**What you are asked to do:**
In the copy, keep every word of the data below and none of its pictures.

**Records to use:**
((
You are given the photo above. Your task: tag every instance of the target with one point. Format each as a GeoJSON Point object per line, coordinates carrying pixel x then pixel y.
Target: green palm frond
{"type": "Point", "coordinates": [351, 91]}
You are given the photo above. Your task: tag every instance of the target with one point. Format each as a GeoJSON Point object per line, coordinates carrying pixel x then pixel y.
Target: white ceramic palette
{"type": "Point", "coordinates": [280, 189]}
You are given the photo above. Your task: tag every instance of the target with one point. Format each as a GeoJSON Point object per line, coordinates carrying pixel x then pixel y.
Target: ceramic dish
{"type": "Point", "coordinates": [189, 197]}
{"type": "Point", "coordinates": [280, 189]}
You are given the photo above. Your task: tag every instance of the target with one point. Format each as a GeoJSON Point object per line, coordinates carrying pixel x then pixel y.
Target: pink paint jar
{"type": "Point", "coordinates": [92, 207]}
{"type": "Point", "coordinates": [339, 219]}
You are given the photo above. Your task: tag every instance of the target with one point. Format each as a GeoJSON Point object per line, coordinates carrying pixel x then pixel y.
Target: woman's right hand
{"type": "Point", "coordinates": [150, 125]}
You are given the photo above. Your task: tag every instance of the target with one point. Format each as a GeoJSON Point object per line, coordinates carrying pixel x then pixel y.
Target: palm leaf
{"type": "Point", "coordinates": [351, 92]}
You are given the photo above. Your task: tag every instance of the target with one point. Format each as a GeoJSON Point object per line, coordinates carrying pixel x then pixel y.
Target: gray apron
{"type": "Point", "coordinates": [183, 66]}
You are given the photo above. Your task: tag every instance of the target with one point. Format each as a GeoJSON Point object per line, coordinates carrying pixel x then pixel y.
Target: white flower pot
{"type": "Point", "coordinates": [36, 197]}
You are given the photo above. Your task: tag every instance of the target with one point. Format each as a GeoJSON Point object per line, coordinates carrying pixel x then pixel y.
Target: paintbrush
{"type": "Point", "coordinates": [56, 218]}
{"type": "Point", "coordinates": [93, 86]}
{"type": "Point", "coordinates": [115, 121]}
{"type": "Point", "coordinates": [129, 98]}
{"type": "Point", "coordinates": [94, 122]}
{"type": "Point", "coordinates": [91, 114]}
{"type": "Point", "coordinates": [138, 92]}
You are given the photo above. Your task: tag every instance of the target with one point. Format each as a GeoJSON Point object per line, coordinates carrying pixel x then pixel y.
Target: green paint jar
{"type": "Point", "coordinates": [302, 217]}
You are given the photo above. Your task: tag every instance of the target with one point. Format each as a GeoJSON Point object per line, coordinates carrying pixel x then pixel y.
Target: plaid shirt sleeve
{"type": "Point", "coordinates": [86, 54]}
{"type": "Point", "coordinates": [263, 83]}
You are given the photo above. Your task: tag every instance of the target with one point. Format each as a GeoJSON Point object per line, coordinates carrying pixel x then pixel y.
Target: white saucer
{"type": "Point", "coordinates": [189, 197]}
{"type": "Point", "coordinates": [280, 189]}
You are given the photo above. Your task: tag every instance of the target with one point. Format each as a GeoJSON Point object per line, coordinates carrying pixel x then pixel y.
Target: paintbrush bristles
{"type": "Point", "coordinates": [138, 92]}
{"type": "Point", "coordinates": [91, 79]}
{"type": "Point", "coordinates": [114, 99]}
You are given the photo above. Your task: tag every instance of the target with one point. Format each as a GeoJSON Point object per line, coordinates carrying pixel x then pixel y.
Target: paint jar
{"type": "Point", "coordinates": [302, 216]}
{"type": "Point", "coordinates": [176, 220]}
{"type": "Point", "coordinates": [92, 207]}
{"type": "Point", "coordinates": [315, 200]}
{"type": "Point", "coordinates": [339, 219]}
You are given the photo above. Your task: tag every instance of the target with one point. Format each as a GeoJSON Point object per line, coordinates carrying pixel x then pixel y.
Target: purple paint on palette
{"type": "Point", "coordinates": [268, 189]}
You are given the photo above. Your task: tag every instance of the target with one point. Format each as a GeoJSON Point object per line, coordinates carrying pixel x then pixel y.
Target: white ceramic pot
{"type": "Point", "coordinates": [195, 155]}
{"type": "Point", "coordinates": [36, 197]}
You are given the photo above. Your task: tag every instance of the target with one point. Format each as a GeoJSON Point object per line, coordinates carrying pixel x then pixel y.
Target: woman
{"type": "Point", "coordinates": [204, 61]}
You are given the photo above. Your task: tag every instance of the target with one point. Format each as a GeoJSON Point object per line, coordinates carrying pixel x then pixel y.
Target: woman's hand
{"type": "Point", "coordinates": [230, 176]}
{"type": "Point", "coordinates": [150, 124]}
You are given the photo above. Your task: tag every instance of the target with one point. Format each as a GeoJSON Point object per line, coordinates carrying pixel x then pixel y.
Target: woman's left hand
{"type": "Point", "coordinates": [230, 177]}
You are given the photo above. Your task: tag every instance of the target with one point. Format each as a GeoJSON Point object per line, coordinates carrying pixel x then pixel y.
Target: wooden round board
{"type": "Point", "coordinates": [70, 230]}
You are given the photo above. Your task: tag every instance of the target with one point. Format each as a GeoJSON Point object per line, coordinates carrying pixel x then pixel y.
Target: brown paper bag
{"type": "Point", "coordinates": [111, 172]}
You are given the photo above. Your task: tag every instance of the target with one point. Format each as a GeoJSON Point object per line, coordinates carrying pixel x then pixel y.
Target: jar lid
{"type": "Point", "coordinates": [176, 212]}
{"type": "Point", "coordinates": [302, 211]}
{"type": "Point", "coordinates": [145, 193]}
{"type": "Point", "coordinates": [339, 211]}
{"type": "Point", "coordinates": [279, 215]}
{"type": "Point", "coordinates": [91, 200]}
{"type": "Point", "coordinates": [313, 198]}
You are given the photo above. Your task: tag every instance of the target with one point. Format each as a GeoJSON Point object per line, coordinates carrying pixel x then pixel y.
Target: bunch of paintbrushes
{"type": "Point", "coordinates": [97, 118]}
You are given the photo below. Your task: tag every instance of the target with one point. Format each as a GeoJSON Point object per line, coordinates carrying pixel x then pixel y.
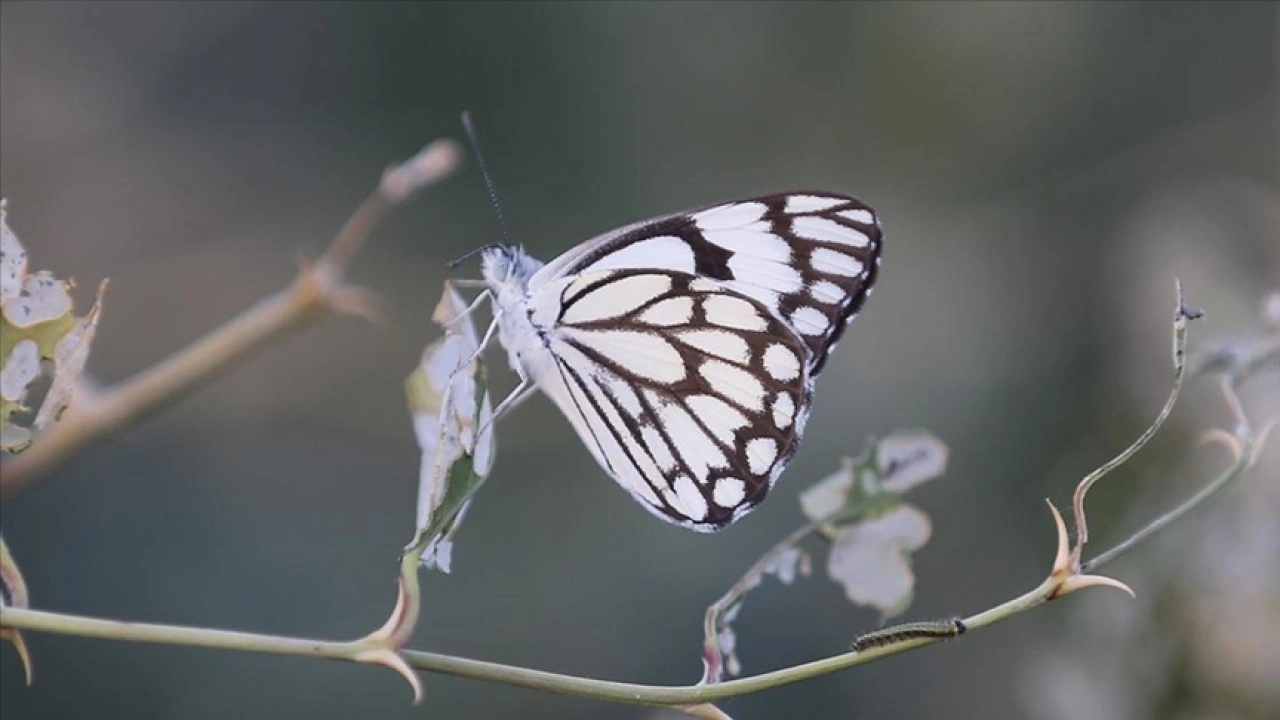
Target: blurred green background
))
**Answer to this problem:**
You are given the photo above. Your task: tag every instance of the target with one point. Format each as a GeoJSON Point object per line, coordinates carrying pixel x then pixel y.
Target: green palm frond
{"type": "Point", "coordinates": [351, 91]}
You are given the photo above. Your task: tag every instance of the target with one point. Format each as a GeoJSON Point object per line, coordinates carrying pixel x then pixel y.
Target: white ceramic palette
{"type": "Point", "coordinates": [280, 189]}
You are given the photo above. Your task: tag every instance of the target with one point. Format each as a GeoJSON Point object per line, coordinates carrying pixel x then pixel y.
Target: ceramic dish
{"type": "Point", "coordinates": [189, 197]}
{"type": "Point", "coordinates": [280, 189]}
You are given the photo above. Your task: tag every instance of the target with one point. Format each as a GeoJSON Point object per line, coordinates carrying pixel x then pixel y.
Target: pink paint jar
{"type": "Point", "coordinates": [92, 207]}
{"type": "Point", "coordinates": [339, 219]}
You are given the photo above. Your task: tag every instance of the target with one point. Format each as a GeoJSON Point object per line, coordinates carrying pixel x then pixel y.
Target: woman's right hand
{"type": "Point", "coordinates": [150, 125]}
You are given the photo above. Your task: tag every instance of the target with one point. Format each as a GeoJSON Point object per line, coordinates carrying pixel x then pixel y.
Target: palm leaf
{"type": "Point", "coordinates": [351, 92]}
You are given the photo above. Your task: tag every instance of the target with one point. Format each as a GeoJSON Point object per line, coordinates carrying pixel x then pixel y.
Target: gray apron
{"type": "Point", "coordinates": [183, 66]}
You are given the photo above. Your task: tag every instance of the target with one point. Format each as a GeoJSON Point object per line, coordinates carrying pixel x then pixel y.
Target: white flower pot
{"type": "Point", "coordinates": [36, 197]}
You are given the photo above. Your task: tag every instance of the target with one point. Format each as a GeoJSON Point object per line, coordinates carrying pixel x then pixel y.
Target: paintbrush
{"type": "Point", "coordinates": [56, 218]}
{"type": "Point", "coordinates": [93, 86]}
{"type": "Point", "coordinates": [115, 121]}
{"type": "Point", "coordinates": [129, 98]}
{"type": "Point", "coordinates": [94, 122]}
{"type": "Point", "coordinates": [91, 114]}
{"type": "Point", "coordinates": [138, 92]}
You are given the photo above. Your task: tag every instance of the target with one point. Format each as a GeoJSON Point object per line, coordinates carrying pixel x then pixel y.
Target: green paint jar
{"type": "Point", "coordinates": [302, 217]}
You are given the photo above. Your task: tag every instance of the target with one point. Format each as a GeoJSON Point object per line, coordinates carrying pixel x then pixel y.
Target: plaid shirt sleeve
{"type": "Point", "coordinates": [86, 54]}
{"type": "Point", "coordinates": [263, 83]}
You are given the photo above. Your task: tag every instance of the target with one point. Format each as a GeoJSON Point object per line, coordinates carrying pixel x then pixel y.
Target: white saucer
{"type": "Point", "coordinates": [189, 197]}
{"type": "Point", "coordinates": [280, 189]}
You are given the photo above. Your task: tag every instance of the target with one point. Format each as a GeoJSON Point object per line, coordinates carrying pixel x then pixel y.
Target: paintbrush bristles
{"type": "Point", "coordinates": [138, 92]}
{"type": "Point", "coordinates": [91, 79]}
{"type": "Point", "coordinates": [114, 99]}
You are given the photo above. Your task: tag every instance of the target with one point. Format each as a GeoJSON Point object per line, coordinates carrying pixel x then pixel y.
Target: paint jar
{"type": "Point", "coordinates": [302, 216]}
{"type": "Point", "coordinates": [176, 220]}
{"type": "Point", "coordinates": [92, 207]}
{"type": "Point", "coordinates": [315, 200]}
{"type": "Point", "coordinates": [339, 219]}
You are given the photo above. Your task: tag every instance of the target with one point. Format each as a GeoJSON Point object per line, coordinates carrying pixel x then pixel y.
Target: purple paint on palette
{"type": "Point", "coordinates": [268, 189]}
You are given the photo above. Your task: tag every instance of the target with one point. Format each as a GeoJSON Point object per line, coordinates carrying pixel x then pixel y.
Target: white ceramic pot
{"type": "Point", "coordinates": [195, 155]}
{"type": "Point", "coordinates": [36, 197]}
You are given the photo above. Your task: tag every instance of the target with one point. Format each as a GeoJSON Point object per line, coordinates carrying pixel x then pixel y.
Target: woman
{"type": "Point", "coordinates": [204, 61]}
You are given the photo above. Your task: tag every instance of the target with one point. Format each as a GeoJSON Point object per line, coordinates carrying pixel x then pixel y.
Target: woman's hand
{"type": "Point", "coordinates": [230, 176]}
{"type": "Point", "coordinates": [150, 124]}
You are given the photo above. Your task: tag every instance of the target with one point. Format each as a GeoJSON Point object per line, coordinates carrying pixel x then pixel y.
Target: woman's left hand
{"type": "Point", "coordinates": [230, 177]}
You are given the photo above. Your task: tag every instance of the target with one point. Format each as a GeoJSON Point object per line, coordinates carrying pixel x then pixel y.
Target: wooden round board
{"type": "Point", "coordinates": [70, 230]}
You are given the photo above. Your task: tag every instance of the target with one point. Format each as a GeoJSON Point object per line, coordinates carrying pixel x then pixel y.
Target: brown paper bag
{"type": "Point", "coordinates": [111, 172]}
You are given the photo above. Your task: tag every instance of the target with one point. Format each as a GeoJSON Point object per line, coordinates carrying pixel x then pixel y.
Target: jar lid
{"type": "Point", "coordinates": [176, 212]}
{"type": "Point", "coordinates": [302, 211]}
{"type": "Point", "coordinates": [145, 193]}
{"type": "Point", "coordinates": [339, 211]}
{"type": "Point", "coordinates": [279, 215]}
{"type": "Point", "coordinates": [91, 200]}
{"type": "Point", "coordinates": [313, 198]}
You are given the photo above. Your task: tag every instance of the target with one point. Format each as a GeoJSON Point object per line, coordinates carrying pixel x then pixel y.
Target: bunch of paintbrushes
{"type": "Point", "coordinates": [97, 118]}
You are given the photo below. Your task: tag every instance of the target with one point. Format each as a GeoJSON Point object per line, coordinates carrying pixel x then pixel y.
Target: blurred green background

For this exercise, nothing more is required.